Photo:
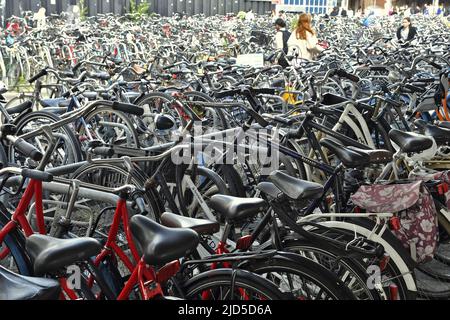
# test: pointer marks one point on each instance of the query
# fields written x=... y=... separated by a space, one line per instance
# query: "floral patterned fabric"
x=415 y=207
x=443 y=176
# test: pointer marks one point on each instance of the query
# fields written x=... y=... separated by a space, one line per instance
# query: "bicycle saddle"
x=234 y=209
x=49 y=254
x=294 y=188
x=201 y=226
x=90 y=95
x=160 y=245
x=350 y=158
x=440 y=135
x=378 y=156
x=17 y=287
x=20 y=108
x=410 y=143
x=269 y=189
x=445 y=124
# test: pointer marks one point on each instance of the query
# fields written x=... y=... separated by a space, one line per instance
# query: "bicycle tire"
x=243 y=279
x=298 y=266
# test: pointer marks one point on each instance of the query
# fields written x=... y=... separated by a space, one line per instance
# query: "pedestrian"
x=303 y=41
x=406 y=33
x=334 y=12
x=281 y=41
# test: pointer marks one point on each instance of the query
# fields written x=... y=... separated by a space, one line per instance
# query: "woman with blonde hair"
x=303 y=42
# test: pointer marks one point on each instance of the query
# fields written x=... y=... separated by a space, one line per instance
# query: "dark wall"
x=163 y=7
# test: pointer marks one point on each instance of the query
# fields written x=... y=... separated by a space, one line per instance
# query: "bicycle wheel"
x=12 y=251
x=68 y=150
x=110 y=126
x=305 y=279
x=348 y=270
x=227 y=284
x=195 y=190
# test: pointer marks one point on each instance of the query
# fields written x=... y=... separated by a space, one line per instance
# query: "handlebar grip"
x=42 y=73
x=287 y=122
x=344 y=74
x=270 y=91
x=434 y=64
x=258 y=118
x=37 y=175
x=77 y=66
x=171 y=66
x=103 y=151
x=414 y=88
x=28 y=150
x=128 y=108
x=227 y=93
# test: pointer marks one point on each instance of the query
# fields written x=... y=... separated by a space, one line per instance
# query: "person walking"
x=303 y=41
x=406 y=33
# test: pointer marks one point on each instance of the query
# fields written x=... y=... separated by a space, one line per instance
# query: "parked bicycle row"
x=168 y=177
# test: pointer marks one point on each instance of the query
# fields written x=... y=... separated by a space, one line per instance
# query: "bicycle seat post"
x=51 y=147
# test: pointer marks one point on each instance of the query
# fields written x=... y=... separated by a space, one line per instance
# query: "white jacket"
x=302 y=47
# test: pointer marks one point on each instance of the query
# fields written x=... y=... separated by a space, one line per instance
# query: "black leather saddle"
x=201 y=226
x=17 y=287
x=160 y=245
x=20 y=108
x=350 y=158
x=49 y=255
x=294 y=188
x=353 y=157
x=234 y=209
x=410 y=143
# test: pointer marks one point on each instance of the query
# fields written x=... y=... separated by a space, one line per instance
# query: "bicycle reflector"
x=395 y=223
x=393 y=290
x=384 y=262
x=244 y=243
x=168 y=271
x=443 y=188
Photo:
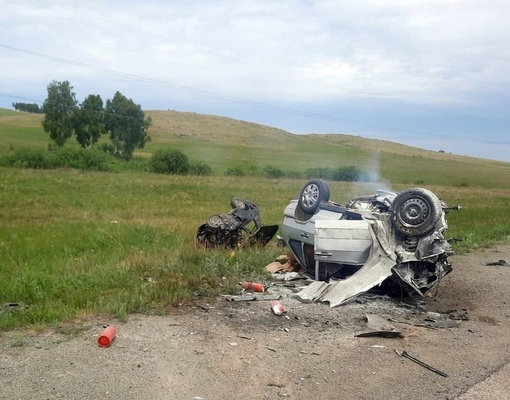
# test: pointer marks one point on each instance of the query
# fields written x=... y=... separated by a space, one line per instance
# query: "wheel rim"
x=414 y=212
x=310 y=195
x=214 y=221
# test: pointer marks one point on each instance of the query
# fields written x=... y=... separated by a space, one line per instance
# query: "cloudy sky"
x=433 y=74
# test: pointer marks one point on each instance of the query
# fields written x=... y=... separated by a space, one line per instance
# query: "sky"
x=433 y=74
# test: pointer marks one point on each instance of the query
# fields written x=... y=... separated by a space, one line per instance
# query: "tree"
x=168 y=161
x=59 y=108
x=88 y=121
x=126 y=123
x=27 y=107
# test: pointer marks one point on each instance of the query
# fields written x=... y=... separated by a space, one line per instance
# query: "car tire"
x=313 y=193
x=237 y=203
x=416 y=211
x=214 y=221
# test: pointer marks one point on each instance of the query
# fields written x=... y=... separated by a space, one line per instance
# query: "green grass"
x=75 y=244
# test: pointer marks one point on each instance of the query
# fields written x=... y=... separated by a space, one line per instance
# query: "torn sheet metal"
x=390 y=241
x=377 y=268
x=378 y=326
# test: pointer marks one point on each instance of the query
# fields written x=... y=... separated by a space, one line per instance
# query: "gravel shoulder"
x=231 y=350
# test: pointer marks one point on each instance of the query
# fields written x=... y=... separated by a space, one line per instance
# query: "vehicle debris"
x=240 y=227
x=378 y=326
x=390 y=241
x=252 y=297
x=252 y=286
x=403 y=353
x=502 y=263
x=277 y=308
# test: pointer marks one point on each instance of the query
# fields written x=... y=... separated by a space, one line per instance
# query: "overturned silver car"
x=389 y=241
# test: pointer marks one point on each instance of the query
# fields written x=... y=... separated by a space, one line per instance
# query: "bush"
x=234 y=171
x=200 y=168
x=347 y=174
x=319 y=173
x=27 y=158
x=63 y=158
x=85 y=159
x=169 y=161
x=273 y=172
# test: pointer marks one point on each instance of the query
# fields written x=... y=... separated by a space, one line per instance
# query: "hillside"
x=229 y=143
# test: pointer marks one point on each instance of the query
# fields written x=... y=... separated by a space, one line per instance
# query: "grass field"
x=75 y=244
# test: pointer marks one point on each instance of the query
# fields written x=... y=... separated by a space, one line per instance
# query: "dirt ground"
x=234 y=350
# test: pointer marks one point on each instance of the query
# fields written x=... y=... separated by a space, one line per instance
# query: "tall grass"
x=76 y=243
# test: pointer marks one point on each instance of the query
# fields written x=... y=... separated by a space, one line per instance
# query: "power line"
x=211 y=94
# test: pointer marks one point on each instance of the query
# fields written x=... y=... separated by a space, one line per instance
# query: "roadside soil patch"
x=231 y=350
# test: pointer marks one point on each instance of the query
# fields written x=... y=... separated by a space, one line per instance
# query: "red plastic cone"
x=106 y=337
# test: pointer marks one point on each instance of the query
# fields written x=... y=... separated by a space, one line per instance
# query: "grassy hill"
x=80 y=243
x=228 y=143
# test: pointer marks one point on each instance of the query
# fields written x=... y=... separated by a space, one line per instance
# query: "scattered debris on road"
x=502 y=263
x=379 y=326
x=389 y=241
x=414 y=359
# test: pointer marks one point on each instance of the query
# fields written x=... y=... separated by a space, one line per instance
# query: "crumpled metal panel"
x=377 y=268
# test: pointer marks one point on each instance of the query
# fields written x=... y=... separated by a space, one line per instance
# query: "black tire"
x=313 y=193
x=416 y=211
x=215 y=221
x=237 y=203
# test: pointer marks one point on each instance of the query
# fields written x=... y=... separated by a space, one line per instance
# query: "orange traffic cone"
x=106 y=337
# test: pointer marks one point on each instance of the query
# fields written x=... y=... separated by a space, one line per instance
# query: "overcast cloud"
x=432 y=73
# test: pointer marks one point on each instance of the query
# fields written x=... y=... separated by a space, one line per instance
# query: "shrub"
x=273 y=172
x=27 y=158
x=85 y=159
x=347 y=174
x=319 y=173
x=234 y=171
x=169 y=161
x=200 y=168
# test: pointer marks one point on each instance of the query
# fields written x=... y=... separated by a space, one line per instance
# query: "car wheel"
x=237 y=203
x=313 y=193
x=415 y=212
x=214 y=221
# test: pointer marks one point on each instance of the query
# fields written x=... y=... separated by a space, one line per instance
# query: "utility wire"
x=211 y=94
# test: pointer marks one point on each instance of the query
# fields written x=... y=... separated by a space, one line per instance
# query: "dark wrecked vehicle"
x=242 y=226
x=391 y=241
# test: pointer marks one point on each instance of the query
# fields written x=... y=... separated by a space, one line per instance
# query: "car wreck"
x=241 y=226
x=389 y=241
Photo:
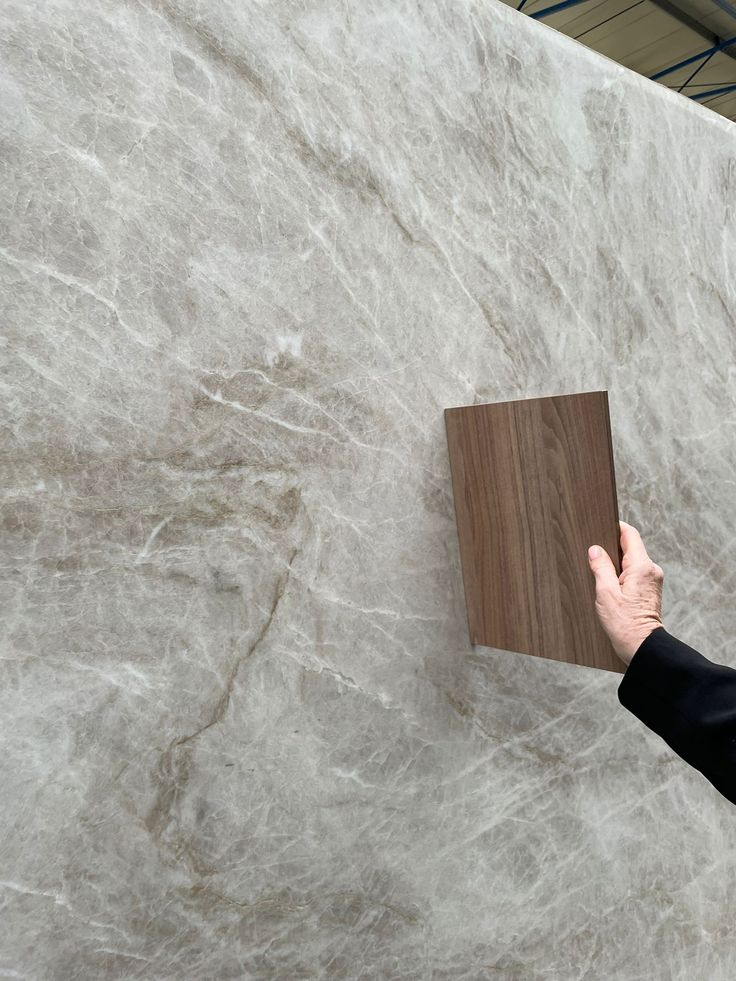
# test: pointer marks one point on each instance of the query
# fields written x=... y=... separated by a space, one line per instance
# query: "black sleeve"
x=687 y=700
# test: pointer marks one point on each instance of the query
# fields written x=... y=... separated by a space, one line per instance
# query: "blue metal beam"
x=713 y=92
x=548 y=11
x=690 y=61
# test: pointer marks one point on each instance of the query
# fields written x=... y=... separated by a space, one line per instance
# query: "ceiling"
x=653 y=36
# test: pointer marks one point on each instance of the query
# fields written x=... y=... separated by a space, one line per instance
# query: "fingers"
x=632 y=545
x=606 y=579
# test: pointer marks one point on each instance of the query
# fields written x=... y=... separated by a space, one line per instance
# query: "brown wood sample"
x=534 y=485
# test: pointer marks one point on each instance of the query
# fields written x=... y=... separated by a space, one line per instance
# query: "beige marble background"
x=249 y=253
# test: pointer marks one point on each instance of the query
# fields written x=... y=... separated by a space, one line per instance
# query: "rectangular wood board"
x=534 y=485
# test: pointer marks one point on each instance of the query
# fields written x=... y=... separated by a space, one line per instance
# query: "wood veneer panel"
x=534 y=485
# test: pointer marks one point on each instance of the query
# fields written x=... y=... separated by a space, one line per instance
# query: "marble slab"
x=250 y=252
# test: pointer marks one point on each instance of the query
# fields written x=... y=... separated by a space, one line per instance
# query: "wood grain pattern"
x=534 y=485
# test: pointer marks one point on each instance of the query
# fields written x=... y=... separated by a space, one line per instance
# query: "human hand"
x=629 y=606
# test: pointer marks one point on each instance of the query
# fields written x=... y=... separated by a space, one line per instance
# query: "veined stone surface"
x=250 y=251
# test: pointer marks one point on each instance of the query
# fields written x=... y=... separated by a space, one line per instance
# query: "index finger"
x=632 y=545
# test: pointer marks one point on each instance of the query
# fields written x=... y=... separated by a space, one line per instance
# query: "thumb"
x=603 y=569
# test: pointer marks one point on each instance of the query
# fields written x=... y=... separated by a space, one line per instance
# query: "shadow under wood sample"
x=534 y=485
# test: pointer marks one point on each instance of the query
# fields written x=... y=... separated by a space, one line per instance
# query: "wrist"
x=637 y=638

--

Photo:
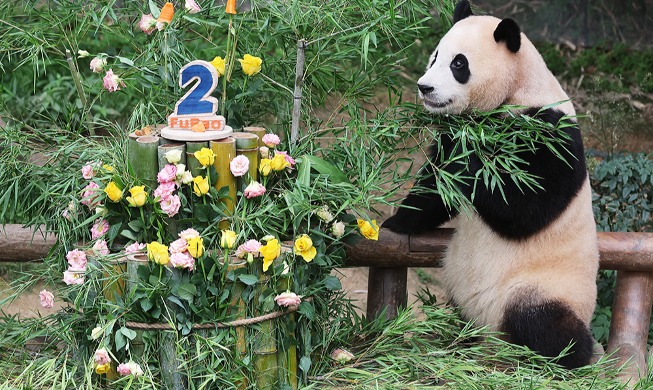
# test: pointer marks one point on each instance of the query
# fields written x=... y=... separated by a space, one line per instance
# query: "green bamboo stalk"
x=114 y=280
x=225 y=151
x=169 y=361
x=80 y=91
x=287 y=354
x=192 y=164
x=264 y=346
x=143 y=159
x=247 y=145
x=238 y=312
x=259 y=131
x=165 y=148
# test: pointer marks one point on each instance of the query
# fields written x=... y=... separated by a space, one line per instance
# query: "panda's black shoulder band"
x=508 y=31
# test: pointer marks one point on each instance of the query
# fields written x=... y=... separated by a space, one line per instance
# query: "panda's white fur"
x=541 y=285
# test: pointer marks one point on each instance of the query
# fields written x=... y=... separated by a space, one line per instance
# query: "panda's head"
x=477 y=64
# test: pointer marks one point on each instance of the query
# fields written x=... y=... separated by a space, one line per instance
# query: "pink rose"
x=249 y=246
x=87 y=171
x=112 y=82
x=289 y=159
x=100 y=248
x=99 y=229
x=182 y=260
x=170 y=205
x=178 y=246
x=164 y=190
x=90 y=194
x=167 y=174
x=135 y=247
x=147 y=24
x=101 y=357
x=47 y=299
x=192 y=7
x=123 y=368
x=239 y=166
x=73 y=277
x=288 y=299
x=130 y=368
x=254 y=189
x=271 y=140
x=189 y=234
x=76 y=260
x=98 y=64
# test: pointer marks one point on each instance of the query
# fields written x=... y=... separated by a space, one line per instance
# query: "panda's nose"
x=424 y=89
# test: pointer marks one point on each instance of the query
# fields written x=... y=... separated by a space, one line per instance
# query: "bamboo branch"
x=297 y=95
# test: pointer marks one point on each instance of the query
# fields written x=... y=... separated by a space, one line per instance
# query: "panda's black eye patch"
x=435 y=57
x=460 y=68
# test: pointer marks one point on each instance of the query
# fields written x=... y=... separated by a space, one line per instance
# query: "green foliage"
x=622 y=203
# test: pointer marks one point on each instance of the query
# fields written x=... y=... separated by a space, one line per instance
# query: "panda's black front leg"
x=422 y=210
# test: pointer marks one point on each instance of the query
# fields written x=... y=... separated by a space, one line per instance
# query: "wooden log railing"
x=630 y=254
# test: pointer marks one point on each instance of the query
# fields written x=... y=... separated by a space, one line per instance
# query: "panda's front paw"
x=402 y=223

---

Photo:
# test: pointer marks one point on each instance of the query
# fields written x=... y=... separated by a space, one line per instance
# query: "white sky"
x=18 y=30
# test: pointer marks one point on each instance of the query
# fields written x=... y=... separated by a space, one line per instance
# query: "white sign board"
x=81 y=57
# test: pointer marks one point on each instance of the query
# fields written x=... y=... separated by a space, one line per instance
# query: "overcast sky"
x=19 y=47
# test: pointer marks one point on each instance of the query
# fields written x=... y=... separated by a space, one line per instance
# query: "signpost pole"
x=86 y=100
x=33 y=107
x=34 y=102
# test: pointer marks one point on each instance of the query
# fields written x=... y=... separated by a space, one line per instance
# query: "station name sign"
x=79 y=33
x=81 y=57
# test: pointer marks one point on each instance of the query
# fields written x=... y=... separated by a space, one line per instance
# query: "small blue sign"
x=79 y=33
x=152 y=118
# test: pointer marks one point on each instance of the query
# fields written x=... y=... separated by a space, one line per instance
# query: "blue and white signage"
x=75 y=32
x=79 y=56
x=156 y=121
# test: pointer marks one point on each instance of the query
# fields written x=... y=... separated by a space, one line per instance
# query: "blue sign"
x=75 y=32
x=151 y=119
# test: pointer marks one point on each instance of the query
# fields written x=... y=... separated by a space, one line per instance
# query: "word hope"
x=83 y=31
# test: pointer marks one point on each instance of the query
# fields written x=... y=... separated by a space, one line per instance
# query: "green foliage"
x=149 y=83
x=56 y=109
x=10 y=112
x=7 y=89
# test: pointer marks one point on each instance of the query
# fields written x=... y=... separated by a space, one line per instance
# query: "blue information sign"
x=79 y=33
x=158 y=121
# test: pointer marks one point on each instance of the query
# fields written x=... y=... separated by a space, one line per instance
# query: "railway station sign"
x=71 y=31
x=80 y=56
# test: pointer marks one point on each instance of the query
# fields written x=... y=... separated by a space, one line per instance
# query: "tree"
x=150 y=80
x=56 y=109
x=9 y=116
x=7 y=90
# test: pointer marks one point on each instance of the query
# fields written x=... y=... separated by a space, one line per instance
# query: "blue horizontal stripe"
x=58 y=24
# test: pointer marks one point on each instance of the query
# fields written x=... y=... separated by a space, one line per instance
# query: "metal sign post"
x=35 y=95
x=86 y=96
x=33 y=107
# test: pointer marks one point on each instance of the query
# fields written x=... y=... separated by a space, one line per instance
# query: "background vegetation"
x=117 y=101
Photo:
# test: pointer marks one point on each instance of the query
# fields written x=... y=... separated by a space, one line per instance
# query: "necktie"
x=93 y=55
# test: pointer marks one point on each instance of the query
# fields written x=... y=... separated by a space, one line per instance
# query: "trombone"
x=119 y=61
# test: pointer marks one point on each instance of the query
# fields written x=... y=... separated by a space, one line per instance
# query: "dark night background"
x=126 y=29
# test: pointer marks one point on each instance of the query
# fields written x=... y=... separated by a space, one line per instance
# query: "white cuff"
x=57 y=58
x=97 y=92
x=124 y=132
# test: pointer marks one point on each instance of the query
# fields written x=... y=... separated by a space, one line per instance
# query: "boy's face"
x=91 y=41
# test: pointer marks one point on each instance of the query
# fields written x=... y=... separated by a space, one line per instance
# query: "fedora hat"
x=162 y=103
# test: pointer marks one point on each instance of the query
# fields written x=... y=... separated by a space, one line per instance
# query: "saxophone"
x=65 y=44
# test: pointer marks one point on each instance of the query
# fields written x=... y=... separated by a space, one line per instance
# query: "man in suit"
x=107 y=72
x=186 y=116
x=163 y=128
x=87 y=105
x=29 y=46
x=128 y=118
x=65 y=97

▸ Stated goal: Count the lines in the data above that contain the string "board", treating uppercase and lowercase as different, and reply with only the number.

▸ Correct answer: 2